- _Referring expression data_:
=== Section Start ===

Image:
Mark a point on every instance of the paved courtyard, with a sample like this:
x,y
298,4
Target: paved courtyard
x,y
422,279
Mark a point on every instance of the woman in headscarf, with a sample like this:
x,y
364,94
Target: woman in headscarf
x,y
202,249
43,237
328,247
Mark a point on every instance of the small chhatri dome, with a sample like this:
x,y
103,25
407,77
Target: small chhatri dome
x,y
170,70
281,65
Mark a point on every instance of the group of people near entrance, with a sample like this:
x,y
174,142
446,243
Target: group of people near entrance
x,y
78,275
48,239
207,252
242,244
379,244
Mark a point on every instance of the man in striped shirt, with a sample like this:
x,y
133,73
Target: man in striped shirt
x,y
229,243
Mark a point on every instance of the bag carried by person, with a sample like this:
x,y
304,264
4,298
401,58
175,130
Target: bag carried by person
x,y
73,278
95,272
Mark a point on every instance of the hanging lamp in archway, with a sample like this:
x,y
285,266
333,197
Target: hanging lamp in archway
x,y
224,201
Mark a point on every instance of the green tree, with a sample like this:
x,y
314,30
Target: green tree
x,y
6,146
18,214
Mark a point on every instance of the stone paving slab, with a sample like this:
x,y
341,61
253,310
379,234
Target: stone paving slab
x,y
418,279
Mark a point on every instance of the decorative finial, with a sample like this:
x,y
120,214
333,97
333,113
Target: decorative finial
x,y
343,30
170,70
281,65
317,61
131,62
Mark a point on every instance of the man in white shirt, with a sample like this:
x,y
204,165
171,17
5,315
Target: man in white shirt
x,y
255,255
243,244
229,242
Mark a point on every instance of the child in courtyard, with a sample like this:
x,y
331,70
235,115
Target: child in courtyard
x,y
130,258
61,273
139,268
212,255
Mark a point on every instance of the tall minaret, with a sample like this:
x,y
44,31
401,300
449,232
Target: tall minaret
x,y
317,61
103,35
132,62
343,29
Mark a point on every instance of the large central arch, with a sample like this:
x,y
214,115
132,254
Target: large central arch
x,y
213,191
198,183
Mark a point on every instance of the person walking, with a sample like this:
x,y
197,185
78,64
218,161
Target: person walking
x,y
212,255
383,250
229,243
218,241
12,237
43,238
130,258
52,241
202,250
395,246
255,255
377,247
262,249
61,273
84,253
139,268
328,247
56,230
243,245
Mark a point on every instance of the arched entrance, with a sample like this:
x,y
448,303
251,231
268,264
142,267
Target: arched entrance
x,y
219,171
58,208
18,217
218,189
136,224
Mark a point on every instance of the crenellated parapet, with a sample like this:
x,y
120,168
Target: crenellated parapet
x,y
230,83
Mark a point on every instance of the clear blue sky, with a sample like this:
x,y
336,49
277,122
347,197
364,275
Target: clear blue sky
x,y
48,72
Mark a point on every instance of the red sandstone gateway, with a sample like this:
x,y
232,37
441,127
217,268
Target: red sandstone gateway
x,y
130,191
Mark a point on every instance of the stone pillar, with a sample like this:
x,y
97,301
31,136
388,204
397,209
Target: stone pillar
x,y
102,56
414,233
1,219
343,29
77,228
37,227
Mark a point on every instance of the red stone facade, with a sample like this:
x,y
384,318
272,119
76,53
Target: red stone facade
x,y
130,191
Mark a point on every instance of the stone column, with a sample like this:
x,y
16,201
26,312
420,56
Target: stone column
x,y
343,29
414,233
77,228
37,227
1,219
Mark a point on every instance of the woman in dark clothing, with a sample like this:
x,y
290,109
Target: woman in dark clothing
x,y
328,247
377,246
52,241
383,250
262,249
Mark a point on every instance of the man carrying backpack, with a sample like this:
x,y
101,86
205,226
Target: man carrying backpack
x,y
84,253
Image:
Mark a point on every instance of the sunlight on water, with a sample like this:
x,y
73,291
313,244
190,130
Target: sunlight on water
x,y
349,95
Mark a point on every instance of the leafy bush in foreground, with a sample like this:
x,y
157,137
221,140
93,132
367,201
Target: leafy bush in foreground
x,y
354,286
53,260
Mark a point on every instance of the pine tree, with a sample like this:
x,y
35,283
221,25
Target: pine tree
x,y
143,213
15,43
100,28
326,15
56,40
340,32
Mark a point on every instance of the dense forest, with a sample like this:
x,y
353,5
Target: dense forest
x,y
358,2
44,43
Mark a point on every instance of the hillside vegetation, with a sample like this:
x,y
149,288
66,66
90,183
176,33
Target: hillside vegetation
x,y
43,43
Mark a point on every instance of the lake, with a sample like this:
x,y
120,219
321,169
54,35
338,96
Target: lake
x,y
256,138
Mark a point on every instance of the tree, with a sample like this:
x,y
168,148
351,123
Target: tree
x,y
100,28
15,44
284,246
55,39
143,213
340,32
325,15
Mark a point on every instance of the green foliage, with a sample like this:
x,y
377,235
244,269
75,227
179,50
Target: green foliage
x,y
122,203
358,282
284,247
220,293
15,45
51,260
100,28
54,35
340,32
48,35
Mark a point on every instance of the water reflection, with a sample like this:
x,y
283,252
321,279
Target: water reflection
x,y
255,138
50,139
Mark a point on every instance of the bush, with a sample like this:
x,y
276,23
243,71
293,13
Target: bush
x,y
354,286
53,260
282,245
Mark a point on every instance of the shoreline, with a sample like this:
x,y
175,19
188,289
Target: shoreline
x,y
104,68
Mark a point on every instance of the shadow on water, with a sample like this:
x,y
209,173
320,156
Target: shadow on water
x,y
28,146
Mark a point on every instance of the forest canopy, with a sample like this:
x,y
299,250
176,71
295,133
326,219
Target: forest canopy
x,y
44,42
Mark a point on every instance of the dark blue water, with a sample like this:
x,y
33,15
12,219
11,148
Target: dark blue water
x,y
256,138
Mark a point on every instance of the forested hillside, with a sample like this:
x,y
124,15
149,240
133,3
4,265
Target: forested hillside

=== Section End ===

- _YOUR OBJECTIVE_: Lines from the entries that contain the word "forested" are what the answer must hold.

- _ANSWER SECTION_:
Mark a point on every instance of the forested hillside, with a sample like this:
Target: forested hillside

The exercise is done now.